Dataset items
┌──

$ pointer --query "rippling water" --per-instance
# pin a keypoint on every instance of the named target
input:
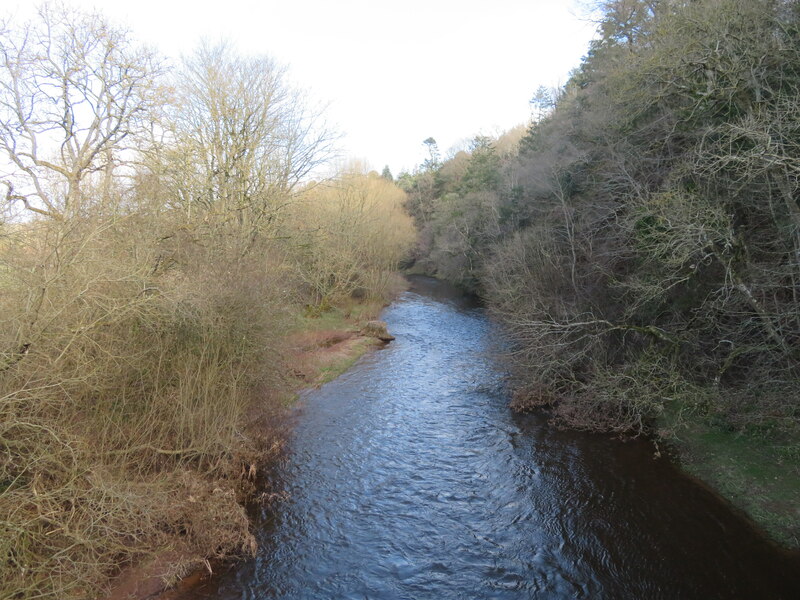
(408, 477)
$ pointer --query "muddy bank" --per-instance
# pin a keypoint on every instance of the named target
(409, 477)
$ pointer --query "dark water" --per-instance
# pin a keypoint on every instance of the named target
(409, 478)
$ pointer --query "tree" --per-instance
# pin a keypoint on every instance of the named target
(433, 160)
(72, 89)
(245, 138)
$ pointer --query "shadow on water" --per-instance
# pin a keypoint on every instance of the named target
(409, 478)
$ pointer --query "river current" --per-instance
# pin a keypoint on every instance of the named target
(409, 478)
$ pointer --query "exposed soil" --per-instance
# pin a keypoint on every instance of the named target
(315, 356)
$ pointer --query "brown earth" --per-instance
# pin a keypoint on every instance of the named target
(315, 357)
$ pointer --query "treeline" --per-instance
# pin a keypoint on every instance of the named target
(159, 235)
(641, 240)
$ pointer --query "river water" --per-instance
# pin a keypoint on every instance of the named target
(409, 478)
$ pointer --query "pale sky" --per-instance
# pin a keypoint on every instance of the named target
(390, 73)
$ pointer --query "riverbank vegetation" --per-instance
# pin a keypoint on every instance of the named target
(641, 240)
(161, 242)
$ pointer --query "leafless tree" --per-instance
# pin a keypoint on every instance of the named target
(72, 89)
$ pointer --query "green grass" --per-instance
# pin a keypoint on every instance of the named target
(758, 475)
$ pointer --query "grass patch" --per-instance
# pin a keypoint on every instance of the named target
(759, 476)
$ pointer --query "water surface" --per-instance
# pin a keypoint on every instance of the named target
(409, 478)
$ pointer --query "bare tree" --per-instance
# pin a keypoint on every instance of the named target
(72, 88)
(245, 138)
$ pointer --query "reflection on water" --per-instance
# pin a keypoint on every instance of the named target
(409, 478)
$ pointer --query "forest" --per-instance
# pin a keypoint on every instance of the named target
(166, 232)
(640, 240)
(162, 238)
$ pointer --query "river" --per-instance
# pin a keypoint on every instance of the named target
(409, 478)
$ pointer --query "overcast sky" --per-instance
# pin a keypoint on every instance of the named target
(391, 73)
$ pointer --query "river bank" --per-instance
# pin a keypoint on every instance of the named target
(321, 345)
(756, 476)
(409, 477)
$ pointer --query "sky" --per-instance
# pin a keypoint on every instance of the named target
(389, 74)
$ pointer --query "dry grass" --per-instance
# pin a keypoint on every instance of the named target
(123, 384)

└──

GOAL OF THE EXERCISE
The word to find is "water". Copy every line of the data that holds it.

EXERCISE RESULT
$ pointer --query "rippling water" --per-instance
$ pointer --query "dark water" --per-instance
$ pointer --query "shadow on water" --per-instance
$ pointer --query "river water" --per-instance
$ pointer --query "water surface" --per-instance
$ pointer --query "reflection on water" --per-instance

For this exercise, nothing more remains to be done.